Locate the line containing "Where can you spot the sneaker?", then please write out that line and all the lines below it in the entries exactly.

— start of EXCERPTED DATA —

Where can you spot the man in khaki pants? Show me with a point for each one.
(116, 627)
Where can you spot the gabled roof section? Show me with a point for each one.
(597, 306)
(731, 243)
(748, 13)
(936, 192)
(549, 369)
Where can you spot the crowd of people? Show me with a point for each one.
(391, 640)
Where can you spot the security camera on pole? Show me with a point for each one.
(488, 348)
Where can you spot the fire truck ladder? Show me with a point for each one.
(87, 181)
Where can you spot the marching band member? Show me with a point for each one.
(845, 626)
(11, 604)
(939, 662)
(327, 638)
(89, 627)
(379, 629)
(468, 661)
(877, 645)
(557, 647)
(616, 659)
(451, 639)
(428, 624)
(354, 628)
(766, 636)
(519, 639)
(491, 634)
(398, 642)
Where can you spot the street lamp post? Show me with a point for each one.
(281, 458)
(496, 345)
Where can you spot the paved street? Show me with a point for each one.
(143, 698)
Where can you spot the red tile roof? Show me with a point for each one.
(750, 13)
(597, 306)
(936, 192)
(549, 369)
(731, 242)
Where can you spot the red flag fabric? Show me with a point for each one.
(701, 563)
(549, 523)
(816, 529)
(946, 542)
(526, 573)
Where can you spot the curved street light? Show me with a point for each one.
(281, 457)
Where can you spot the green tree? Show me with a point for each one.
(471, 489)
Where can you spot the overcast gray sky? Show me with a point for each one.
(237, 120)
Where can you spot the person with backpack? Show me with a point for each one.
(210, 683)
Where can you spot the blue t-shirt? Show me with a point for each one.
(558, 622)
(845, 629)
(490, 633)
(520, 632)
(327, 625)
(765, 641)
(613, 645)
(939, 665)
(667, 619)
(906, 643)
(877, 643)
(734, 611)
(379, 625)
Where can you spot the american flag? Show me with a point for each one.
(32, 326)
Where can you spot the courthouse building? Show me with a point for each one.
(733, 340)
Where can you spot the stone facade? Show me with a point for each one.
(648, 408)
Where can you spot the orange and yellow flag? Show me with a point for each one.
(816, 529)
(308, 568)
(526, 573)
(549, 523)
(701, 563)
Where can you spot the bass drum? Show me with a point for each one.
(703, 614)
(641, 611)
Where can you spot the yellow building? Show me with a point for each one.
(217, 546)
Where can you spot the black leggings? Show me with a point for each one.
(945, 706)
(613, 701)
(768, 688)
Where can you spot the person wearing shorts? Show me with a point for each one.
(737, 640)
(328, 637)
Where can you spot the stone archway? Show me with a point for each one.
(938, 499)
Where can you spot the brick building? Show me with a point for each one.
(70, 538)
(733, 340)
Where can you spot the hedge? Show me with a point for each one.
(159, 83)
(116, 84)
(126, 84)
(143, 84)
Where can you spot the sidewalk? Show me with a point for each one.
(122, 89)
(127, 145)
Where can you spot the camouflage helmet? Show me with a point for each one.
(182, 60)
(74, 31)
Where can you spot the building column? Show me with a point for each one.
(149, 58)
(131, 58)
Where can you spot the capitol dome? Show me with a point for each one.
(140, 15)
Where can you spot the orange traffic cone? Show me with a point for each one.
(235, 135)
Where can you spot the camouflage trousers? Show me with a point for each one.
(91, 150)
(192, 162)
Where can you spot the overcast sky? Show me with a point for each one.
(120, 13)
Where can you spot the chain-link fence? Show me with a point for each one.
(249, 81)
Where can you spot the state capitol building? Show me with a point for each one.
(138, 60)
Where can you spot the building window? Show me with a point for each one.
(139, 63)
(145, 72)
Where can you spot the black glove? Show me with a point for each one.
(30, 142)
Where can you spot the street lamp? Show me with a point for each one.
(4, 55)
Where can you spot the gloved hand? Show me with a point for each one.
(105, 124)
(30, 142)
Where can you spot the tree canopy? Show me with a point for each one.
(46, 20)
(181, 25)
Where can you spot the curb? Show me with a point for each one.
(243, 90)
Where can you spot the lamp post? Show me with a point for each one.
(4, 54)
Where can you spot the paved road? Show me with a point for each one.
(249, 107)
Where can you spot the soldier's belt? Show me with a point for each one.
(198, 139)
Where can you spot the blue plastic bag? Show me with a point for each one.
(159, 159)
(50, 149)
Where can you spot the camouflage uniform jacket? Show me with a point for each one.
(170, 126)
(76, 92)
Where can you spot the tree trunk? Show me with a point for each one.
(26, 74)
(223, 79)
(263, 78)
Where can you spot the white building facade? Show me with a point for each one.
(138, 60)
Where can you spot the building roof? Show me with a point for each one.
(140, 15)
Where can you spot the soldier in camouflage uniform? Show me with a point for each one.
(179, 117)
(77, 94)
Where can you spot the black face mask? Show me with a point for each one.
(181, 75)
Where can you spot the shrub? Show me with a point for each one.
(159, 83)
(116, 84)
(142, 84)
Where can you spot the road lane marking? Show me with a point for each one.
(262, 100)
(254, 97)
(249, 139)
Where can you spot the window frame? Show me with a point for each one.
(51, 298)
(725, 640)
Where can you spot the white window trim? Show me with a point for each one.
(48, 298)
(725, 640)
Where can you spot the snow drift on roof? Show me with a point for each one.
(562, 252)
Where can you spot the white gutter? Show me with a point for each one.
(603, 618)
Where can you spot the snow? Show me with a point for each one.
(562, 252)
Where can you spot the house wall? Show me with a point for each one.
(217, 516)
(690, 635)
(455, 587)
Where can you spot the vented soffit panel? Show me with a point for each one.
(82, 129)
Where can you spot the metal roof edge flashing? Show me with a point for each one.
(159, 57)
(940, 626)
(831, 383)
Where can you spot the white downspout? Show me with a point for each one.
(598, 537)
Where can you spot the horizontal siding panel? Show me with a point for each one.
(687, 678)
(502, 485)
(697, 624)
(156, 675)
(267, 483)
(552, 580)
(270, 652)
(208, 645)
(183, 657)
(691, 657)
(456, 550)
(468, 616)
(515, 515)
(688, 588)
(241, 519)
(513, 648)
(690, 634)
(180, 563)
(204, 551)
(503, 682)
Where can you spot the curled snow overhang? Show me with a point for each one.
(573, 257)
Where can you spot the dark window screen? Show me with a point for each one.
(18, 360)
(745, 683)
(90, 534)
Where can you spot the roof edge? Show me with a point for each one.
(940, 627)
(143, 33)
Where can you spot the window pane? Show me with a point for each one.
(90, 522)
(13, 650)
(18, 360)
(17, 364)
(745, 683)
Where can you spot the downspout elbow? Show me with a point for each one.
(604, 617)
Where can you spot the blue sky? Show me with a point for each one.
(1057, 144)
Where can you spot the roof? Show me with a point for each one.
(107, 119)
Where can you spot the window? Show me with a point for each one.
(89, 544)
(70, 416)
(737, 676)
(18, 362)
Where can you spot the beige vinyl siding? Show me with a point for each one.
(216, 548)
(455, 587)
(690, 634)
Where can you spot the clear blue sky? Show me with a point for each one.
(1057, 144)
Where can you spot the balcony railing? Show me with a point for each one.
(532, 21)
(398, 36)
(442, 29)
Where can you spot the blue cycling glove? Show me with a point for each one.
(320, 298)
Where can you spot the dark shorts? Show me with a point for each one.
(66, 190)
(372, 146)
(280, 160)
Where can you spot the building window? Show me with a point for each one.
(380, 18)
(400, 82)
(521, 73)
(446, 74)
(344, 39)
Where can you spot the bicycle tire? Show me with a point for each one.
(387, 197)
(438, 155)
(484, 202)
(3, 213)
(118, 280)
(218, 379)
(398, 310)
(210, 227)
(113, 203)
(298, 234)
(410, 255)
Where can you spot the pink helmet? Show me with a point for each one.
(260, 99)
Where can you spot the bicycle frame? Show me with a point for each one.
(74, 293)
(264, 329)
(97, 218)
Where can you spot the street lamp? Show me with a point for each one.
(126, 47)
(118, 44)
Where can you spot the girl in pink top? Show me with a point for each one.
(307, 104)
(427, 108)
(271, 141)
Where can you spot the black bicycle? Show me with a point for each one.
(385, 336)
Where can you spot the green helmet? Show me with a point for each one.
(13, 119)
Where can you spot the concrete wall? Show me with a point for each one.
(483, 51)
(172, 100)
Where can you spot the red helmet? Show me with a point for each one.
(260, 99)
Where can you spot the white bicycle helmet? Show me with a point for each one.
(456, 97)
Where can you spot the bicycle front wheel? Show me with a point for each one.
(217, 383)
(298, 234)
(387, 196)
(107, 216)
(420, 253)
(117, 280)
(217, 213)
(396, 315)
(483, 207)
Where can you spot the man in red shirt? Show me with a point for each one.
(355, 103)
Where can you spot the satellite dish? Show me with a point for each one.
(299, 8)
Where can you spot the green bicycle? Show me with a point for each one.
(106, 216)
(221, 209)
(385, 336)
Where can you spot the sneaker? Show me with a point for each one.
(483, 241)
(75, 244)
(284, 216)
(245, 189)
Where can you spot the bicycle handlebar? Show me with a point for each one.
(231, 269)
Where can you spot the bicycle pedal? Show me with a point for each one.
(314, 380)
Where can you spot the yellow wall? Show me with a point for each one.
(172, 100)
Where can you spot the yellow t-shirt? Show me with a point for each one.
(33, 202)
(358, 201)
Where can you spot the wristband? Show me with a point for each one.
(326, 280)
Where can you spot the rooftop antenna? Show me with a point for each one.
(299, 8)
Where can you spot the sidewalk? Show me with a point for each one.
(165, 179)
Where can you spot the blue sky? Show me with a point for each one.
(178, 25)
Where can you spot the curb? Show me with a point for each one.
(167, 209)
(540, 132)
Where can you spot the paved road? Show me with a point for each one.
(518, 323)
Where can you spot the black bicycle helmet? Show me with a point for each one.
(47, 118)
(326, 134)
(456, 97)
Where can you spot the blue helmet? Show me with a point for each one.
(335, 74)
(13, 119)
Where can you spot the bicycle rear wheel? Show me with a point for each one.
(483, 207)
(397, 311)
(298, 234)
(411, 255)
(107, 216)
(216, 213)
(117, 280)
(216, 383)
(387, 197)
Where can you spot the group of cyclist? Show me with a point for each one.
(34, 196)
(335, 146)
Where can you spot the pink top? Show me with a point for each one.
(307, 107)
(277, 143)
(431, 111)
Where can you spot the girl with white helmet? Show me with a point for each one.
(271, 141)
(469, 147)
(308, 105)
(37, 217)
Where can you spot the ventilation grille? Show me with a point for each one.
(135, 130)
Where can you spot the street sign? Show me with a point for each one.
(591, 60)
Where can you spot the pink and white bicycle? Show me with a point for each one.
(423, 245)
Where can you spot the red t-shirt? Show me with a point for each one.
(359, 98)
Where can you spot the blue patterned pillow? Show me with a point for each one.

— end of EXCERPTED DATA —

**TASK RESPONSE:**
Where can you spot the sneaker? Show me with a point for each one.
(483, 241)
(75, 244)
(284, 216)
(245, 189)
Where can you spot the bicycle handlebar? Show me with a point for each one.
(231, 269)
Where can you spot the bicycle pedal? Show me with a point for each one.
(314, 380)
Where can you spot the yellow wall? Show me with a point for each one.
(172, 100)
Where can you spot the yellow t-shirt? Show me with a point for each one.
(33, 202)
(358, 201)
Where can you spot the wristband? Show me with a point for each one.
(326, 280)
Where can you spot the rooftop antenna? Show me with a point for each one.
(299, 8)
Where can you spot the sidewalk? Show me with a point for each one.
(165, 179)
Where can you spot the blue sky? Show me with a point for each one.
(178, 25)
Where can you spot the curb? Show me with a point for each one.
(167, 209)
(540, 132)
Where can you spot the paved road? Show me with a point for each one.
(518, 323)
Where can you spot the black bicycle helmet? Show me with a point for each one.
(47, 118)
(326, 134)
(456, 97)
Where can you spot the blue helmet? Show me with a point for each one.
(335, 74)
(13, 119)
Where can you spot the bicycle rear wheel? Show me with a point for each one.
(483, 207)
(397, 311)
(298, 234)
(411, 255)
(107, 216)
(216, 213)
(117, 280)
(216, 383)
(387, 197)
Where can you spot the group of cyclist? Show me with a point for each one.
(34, 196)
(335, 146)
Where can you spot the pink top? Show me with a point for each one.
(307, 107)
(277, 143)
(431, 111)
Where can you spot the girl with white helmet? Show me with a point for each one.
(271, 141)
(469, 147)
(308, 105)
(37, 217)
Where can you spot the ventilation grille? Show me with a point for each one.
(135, 130)
Where can you spot the street sign? Show me with a point for each one.
(591, 60)
Where can you spot the pink and white bicycle? Show me with a point for each one.
(423, 245)
Where can you spot the red t-shirt? Show me with a point for each one.
(359, 98)
Where can you spot the blue patterned pillow? Show me with a point for each one.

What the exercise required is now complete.